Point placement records

▽

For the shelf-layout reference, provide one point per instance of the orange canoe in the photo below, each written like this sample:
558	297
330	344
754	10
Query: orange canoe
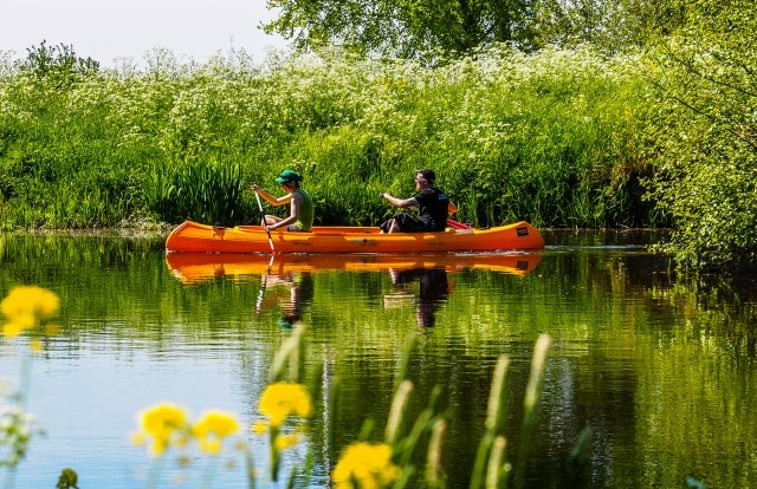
193	237
196	267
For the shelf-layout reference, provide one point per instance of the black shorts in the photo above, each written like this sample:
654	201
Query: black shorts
407	224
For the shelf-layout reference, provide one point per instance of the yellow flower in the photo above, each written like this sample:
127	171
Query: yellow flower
280	400
25	307
212	428
283	442
166	424
369	465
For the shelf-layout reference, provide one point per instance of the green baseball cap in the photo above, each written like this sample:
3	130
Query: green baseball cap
288	176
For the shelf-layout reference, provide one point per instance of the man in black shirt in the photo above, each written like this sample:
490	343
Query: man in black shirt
432	204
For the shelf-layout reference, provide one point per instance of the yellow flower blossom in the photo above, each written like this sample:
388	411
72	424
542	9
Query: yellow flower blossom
281	400
283	442
25	307
212	428
259	427
29	301
368	465
166	424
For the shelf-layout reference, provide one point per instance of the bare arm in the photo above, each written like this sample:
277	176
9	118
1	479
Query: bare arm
294	212
270	198
411	202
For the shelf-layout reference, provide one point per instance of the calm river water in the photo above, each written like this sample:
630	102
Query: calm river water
663	370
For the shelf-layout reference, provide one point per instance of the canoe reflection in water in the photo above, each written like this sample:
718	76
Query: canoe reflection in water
191	268
295	272
433	289
298	291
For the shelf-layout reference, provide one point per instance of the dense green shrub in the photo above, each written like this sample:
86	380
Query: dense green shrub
559	137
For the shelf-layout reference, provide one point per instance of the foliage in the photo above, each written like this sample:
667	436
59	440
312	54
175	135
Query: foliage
546	137
705	134
424	28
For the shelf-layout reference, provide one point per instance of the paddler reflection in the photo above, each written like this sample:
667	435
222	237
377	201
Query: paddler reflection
433	290
292	291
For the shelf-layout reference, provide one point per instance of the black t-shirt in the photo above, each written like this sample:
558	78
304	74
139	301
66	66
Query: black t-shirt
432	208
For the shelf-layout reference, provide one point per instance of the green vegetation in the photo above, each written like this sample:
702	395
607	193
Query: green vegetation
577	135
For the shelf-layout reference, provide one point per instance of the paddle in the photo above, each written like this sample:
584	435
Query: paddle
457	224
263	222
263	285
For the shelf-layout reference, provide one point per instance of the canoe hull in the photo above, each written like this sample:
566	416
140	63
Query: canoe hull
194	237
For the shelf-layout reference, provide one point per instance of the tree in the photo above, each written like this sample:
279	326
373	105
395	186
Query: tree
707	132
405	27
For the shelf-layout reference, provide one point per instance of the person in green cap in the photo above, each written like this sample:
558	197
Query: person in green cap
301	204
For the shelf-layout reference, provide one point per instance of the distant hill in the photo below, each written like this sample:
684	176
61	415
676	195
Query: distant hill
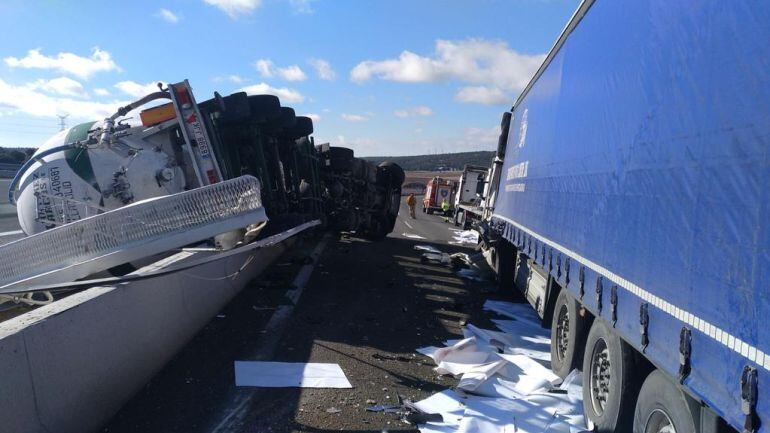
438	162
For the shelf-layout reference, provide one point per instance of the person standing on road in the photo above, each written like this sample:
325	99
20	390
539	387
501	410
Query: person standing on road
411	202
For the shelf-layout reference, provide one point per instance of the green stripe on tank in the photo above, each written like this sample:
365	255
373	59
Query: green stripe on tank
78	132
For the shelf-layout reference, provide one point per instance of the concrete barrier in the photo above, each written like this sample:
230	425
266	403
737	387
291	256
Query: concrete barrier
71	365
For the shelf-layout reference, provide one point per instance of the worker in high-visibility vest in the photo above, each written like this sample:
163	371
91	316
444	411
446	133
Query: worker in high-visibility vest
411	202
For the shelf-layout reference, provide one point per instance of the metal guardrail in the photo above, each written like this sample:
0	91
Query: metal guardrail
96	243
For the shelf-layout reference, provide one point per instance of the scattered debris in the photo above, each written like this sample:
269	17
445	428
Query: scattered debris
384	408
427	248
467	237
504	384
391	357
289	375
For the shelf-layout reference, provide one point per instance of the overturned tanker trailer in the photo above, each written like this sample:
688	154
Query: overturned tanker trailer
161	224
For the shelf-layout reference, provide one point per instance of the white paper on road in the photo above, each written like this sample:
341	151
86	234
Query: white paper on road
470	237
521	327
506	373
496	415
412	236
428	248
473	377
289	375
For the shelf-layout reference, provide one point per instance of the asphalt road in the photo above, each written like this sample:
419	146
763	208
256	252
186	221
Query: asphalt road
432	228
367	306
9	224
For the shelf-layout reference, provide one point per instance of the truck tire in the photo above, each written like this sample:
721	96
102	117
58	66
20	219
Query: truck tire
608	384
662	407
567	335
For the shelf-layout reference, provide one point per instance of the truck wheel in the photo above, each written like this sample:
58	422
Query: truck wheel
466	225
607	384
567	335
662	407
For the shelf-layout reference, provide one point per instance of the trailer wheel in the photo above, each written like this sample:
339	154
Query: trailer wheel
608	389
567	335
662	407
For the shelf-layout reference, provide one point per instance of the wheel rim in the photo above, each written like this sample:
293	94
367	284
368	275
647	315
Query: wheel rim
659	422
599	381
562	333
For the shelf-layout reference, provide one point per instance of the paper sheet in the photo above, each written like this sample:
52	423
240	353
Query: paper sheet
289	375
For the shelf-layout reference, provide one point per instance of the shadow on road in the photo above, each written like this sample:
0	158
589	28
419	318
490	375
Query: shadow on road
367	307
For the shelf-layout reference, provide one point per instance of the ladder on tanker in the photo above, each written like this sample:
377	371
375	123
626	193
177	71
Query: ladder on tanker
197	141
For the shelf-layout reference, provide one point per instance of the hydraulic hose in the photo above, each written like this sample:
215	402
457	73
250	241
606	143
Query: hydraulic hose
122	111
28	164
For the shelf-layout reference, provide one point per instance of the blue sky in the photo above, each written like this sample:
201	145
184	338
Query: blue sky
382	77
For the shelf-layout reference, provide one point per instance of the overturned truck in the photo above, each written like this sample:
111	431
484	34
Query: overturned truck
181	145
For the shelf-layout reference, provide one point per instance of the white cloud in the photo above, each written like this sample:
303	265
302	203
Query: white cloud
354	117
477	139
323	69
29	100
167	15
82	67
414	111
235	8
285	94
61	86
264	67
302	6
267	69
137	90
292	73
483	95
475	61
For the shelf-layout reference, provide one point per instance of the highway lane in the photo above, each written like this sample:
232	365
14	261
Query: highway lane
430	227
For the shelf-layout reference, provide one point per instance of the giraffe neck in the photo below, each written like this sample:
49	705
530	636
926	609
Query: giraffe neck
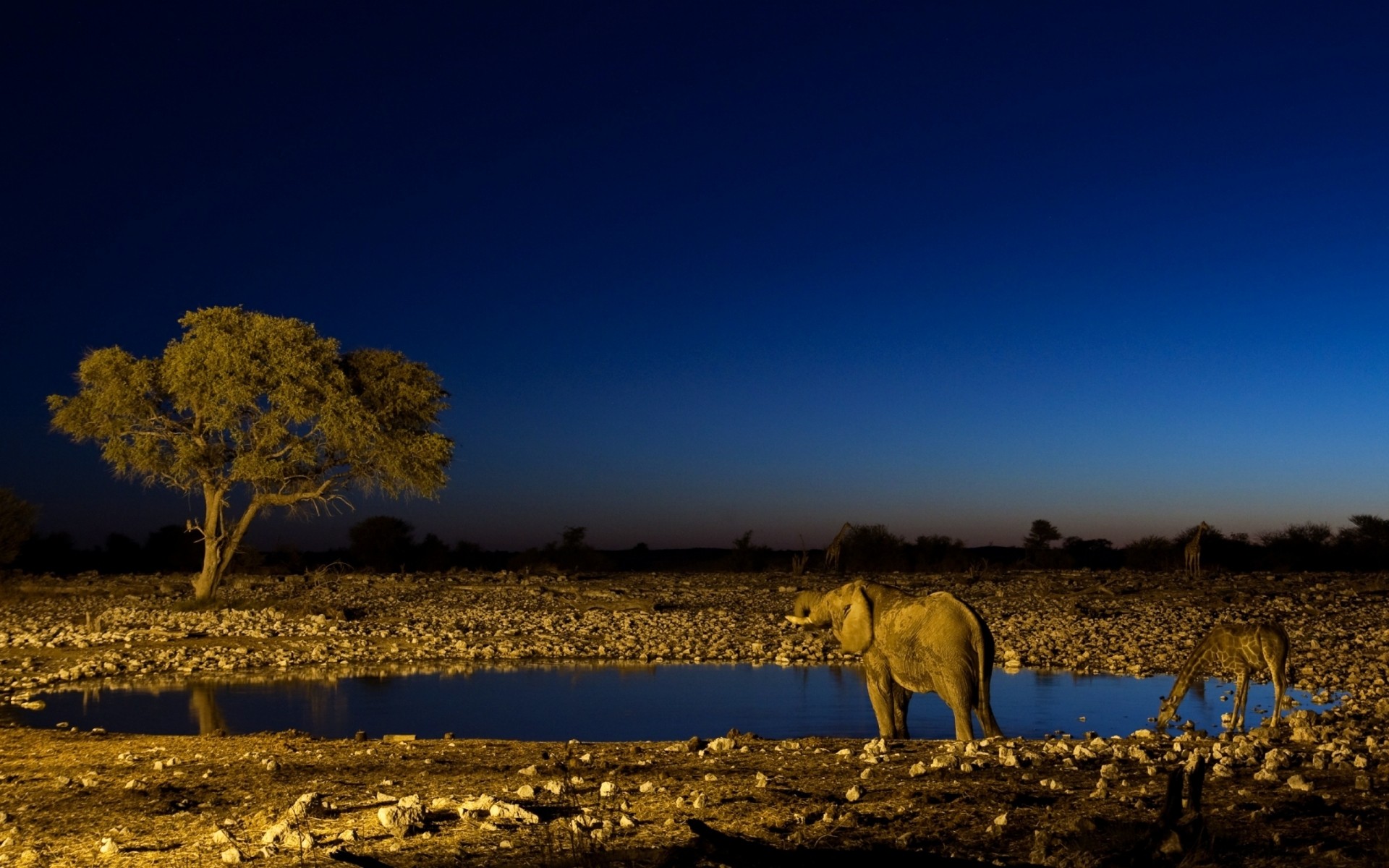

△

### To do
Count the lines in the material above that contain the string "giraffe", and give only that number.

### Exercise solution
2